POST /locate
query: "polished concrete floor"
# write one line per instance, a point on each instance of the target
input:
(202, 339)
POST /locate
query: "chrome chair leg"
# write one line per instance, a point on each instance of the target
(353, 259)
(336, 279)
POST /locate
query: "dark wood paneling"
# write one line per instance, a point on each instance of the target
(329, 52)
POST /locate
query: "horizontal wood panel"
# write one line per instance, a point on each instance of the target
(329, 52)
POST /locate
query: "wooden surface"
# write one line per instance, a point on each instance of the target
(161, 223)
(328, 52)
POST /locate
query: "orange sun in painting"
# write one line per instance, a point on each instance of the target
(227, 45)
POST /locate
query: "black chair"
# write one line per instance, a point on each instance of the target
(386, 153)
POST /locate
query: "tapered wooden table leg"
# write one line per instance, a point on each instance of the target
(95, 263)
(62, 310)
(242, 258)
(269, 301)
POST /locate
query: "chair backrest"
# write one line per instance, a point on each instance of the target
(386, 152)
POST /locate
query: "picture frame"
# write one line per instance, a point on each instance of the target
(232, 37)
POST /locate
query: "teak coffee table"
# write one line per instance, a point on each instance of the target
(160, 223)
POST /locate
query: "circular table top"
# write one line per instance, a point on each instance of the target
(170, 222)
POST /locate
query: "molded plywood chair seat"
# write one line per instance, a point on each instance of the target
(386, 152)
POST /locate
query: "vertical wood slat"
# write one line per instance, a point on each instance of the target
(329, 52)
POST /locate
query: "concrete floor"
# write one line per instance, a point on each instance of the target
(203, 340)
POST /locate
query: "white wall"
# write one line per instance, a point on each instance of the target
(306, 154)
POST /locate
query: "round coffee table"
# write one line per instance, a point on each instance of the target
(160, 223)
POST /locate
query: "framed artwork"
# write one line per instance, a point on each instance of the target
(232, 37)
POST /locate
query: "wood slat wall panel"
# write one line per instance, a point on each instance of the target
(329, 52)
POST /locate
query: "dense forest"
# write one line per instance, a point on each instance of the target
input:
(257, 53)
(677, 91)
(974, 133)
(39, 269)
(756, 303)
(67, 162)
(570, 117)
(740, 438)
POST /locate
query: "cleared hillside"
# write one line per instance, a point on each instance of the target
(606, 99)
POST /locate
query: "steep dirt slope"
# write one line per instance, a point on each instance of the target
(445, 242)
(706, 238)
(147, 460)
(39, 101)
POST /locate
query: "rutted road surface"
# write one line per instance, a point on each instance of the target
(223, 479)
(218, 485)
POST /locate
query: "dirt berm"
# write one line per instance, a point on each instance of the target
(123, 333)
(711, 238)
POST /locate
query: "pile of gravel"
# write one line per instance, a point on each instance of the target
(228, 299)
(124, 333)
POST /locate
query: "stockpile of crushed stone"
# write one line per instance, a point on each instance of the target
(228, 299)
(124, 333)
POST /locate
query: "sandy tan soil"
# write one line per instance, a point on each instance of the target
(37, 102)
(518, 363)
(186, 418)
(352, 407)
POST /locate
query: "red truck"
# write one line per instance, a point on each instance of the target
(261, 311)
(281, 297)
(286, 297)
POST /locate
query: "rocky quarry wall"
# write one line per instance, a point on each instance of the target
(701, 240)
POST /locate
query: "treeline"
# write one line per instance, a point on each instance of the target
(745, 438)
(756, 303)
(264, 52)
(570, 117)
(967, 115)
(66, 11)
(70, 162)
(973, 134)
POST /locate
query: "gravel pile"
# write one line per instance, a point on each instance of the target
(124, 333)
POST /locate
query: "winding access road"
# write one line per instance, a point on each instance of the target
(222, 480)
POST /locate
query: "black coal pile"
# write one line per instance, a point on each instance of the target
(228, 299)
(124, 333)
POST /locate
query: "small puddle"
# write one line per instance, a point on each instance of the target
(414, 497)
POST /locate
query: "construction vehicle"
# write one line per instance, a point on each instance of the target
+ + +
• _GIVEN TASK_: Copy all of the data exactly.

• _COMPLETE OUTPUT_:
POST /locate
query: "polished concrete floor"
# write one line per instance, a point on each instance of the target
input:
(202, 339)
POST /locate
query: "chrome chair leg"
# write one line per instance, a point on each instance of the target
(353, 259)
(336, 279)
POST /locate
query: "dark wood paneling"
# write one line per instance, a point on each instance of the target
(329, 52)
POST /locate
query: "horizontal wood panel"
# write one line per instance, a point on each instance of the target
(329, 52)
POST /locate
query: "wooden surface"
# write one line per instance, a point on each instance of the target
(161, 223)
(328, 52)
POST /locate
query: "orange sun in painting"
# write one line per instance, a point on each instance of the target
(227, 45)
POST /locate
query: "black chair"
# write one line per instance, a point on each instance of the target
(386, 153)
POST /locate
query: "tapered wooden table leg"
# write one line per instance, a point on each instance of the target
(95, 263)
(62, 310)
(242, 258)
(269, 301)
POST /locate
query: "chair backrest"
# write one line per instance, a point on each instance of the target
(386, 152)
POST /locate
query: "picture frame"
# write one line per instance, a point on each instance of the target
(232, 37)
POST /locate
query: "teak coffee table"
# write one line per instance, a point on each instance of the target
(160, 223)
POST /locate
query: "circular table top"
# write one line per instance, a point on each instance of the target
(170, 222)
POST /locate
query: "molded plywood chair seat"
# write one line per instance, a point on each instance of the target
(386, 152)
POST /locate
query: "vertical wood slat"
# write one line per instance, a point on each instance of the target
(329, 52)
POST /locate
query: "concrete floor"
# write one line per instance, a point on each instance of the target
(203, 340)
POST /locate
query: "white wall"
# write one line per instance, a point on each instance of the target
(306, 154)
POST /locate
query: "round coffee table"
# write one line per instance, a point on each instance of the target
(160, 223)
POST /locate
query: "framed artwork"
# write one line per instance, a point on each instance of the target
(232, 37)
POST /locate
query: "wood slat wall panel"
# write one line per instance, a point on each instance of the target
(329, 52)
POST /locate
query: "dense forest"
# write one line per instance, a point on each instance of the target
input:
(257, 53)
(677, 91)
(974, 133)
(39, 269)
(756, 303)
(67, 162)
(570, 117)
(740, 438)
POST /locate
query: "cleared hillside"
# write one line per instance, a point on each instance of the target
(606, 99)
POST /locate
query: "steep dirt slope"
# write one line per instance, a point on each instance of the target
(445, 242)
(706, 238)
(147, 460)
(39, 101)
POST /locate
query: "rutted road surface"
# write one line per instance, a point on each instance of the target
(223, 479)
(218, 485)
POST /locate
query: "dirt berm"
# write one line per instance, a point on each instance of the target
(123, 333)
(711, 238)
POST /locate
query: "pile of gravel"
# write one line per instance, a point on each instance of the target
(228, 299)
(124, 333)
POST /locate
query: "stockpile of crushed stone"
# write one line per instance, a point on each instance of the target
(228, 299)
(124, 333)
POST /locate
query: "sandy tan soil"
# write one line per instance, a point on each instance of the target
(37, 102)
(518, 363)
(186, 418)
(352, 407)
POST /locate
query: "red truck"
# write one line per instance, a point on each instance of the target
(261, 311)
(281, 297)
(286, 297)
POST /locate
query: "rocky quarry wall"
# write one line per instance, a point on each instance of the target
(701, 240)
POST /locate
query: "treeline"
# write one line per instance, a point on each instance of the target
(745, 438)
(756, 303)
(264, 52)
(570, 117)
(967, 115)
(66, 11)
(70, 162)
(973, 134)
POST /locate
query: "gravel pile"
# write one line per instance, a point on each instance of the target
(124, 333)
POST /locate
query: "winding access road"
# write one line per instance, a point on each instance of the target
(222, 480)
POST /locate
query: "black coal pile"
# write one line per instance, a point on each instance of the target
(228, 299)
(124, 333)
POST /locate
query: "small puddle"
# write one line per instance, a point on each instance of the target
(414, 497)
POST /locate
query: "construction vehicle"
# write one line per instance, a point on each instance of the target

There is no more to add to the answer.